— begin Excerpted text —

If one has a look at all the cases in which the Act provides for a right to legal representation, one will note a common denominator to the cases. That is that of all these cases occur very seldom. Indeed, they are few and far between. Furthermore, the issues that arise in most of them can be quite technical, for example, demarcations, essential services and others.
If provision was to be made for an absolute or general right to legal representation in respect of such disputes, that would make a serious contribution towards taking our new dispute-resolution system in the 1995 Act back to the pre-1994 dispute-resolution system under the Labour Relations Act 28 of 1956 which had become totally untenable by the time the 1995 Act was passed. That cannot be done.’
[16] The dispute resolution system under the LRA requires that disputes under this Act first be resolved through conciliation before they can be referred to arbitration (s 133 of the LRA). The dismissal disputes that may be referred to the commission are ‘automatically unfair dismissals’ (s 187), dismissals based on ‘operational requirements’ (s 189A) and dismissals based on the employee’s misconduct or incapacity (s 188). As Ms Kahn stated in her answering affidavit, dismissals of the first two kinds may give rise to more serious legal and industrial relations consequences. Those in the third category, she continued, are regarded as the most common and least complicated disputes that arise in the workplace; they usually involve one worker only and not the whole workforce. It is thus in this sense that she termed them less ‘serious’. No one can dispute that a dismissal may entail ‘serious’ consequences for an employee. This, however, is not the issue. The reason for limiting legal representation as provided for in the subrule is not the gravity of the consequences of the dismissal for the employee. Disputes of different kinds are resolved by the CCMA. In some legal representation may be had as of right. The latter category includes, inter alia, disputes concerning organisational rights, collective agreements, workplace fora and the disclosure of information.[16] See, for example, the disputes referred to in sections 22, 24, 38, 62 and 74 of the LRA. These disputes are inherently more technical and legalistic and often require the interpretation of contracts and legislation.[17] The subrule thus deals with a certain category of disputes, not involving organisational disputes, and it is legitimate to provide different methods of resolving them.[18]
[17] Dismissal disputes comprise more than 80 per cent of all matters referred to the CCMA. A large majority of these disputes concern disputes for misconduct and incapacity. The evidence of Ms Kahn shows that approximately 80 per cent of dismissal disputes relate to dismissals for misconduct. The statistics for the three years from 2008 to 2011 recorded the presence of a legal representative only in cases where awards were made. During this period some 68 137 awards in unfair dismissal cases were made: 1 948 relate to dismissals for incapacity and 30 559 to dismissals for misconduct. Legal representation was present in 6 028 of all unfair dismissal cases, and in 174 incapacity dismissal cases and in 2 975 misconduct dismissal matters. Ms Kahn attributes the apparent discrepancy in these figures to the fact that employees state that they do not know the reason for their dismissal. One or both parties have been legally represented in approximately 10 per cent of dismissal disputes that have proceeded to arbitration. There is no significant difference between cases where the parties are entitled to be represented as of right and those where their representation is subject to the commissioner’s discretion.

— end Excerpted text —
— begin Listing —

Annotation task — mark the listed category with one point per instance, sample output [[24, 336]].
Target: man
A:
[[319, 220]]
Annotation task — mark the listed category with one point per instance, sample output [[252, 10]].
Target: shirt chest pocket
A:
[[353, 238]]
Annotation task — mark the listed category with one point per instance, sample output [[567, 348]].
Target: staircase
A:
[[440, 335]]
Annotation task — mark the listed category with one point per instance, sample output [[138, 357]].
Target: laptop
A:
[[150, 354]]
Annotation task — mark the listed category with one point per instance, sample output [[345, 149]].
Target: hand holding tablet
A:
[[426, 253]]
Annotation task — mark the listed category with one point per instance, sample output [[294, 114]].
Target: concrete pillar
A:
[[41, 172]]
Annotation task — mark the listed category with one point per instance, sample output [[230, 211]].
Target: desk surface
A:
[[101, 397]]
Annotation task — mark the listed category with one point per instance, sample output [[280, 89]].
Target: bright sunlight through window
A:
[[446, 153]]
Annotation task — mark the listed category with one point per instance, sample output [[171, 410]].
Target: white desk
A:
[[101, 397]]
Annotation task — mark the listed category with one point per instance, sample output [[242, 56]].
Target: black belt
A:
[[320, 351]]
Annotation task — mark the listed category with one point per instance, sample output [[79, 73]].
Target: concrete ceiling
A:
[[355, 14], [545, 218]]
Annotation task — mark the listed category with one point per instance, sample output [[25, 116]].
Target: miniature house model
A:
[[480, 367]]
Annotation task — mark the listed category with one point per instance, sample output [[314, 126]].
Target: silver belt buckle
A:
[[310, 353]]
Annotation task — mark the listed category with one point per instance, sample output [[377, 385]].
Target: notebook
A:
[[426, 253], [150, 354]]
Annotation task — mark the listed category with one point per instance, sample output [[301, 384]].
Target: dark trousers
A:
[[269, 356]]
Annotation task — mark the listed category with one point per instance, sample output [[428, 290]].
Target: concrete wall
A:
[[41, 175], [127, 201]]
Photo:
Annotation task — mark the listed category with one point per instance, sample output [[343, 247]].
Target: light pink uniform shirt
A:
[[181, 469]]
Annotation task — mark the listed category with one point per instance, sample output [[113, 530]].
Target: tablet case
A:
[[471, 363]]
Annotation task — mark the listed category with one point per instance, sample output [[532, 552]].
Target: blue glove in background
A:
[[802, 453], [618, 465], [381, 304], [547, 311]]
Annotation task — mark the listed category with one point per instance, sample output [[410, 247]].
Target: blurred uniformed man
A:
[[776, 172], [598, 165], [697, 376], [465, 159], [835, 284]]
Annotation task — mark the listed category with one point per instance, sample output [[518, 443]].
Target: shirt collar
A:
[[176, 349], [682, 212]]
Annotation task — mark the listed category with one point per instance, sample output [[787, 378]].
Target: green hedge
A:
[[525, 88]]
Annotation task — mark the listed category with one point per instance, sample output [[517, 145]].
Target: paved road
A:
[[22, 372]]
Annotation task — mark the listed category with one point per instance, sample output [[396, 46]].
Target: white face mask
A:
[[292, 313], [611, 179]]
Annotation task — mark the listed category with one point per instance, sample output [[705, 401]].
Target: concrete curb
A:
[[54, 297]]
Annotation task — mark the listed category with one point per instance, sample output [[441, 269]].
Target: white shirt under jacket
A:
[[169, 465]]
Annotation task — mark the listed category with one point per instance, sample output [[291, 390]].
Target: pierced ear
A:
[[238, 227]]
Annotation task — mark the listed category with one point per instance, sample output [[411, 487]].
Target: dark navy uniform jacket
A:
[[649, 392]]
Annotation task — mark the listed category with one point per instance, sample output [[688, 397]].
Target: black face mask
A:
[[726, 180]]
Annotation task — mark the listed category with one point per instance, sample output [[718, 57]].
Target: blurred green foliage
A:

— end Listing —

* Work to complete:
#1 According to the judgment excerpt, what share of all matters referred to the CCMA do dismissal disputes make up?
#2 Which kinds of disputes does the judgment excerpt name as falling in the category where legal representation may be had as of right?
#3 Carry on the judgment excerpt from its final sentence.

* Results:
#1 More than 80 per cent.

#2 Disputes concerning organisational rights, collective agreements, workplace fora, and the disclosure of information.

#3
Right to legal representation in the CCMA?
[18] The CCMA is not a court.[19] Arbitration proceedings in the CCMA constitute administrative action and a commissioner conducting a CCMA arbitration is performing an administrative function.[20] Administrative tribunals, generally, are required to take decisions that are consistent with PAJA.[21] However, the Constitutional Court held that PAJA does not apply to the review of CCMA arbitrations and said that s 145 of the LRA was ‘suffused’ with the constitutional standard of reasonableness: namely whether the decision is such that it could not be reached by a reasonable decision maker.[22] The provisions of the LRA must be interpreted in compliance with the Constitution (s 3 of the LRA). Section 33(1) of the Constitution states that everyone has the right to administrative action that is lawful, reasonable and procedurally fair. But the contention that this requires there to be a right to legal representation in every case of a hearing before an administrative tribunal such as the CCMA, is contrary to long-standing and binding authority.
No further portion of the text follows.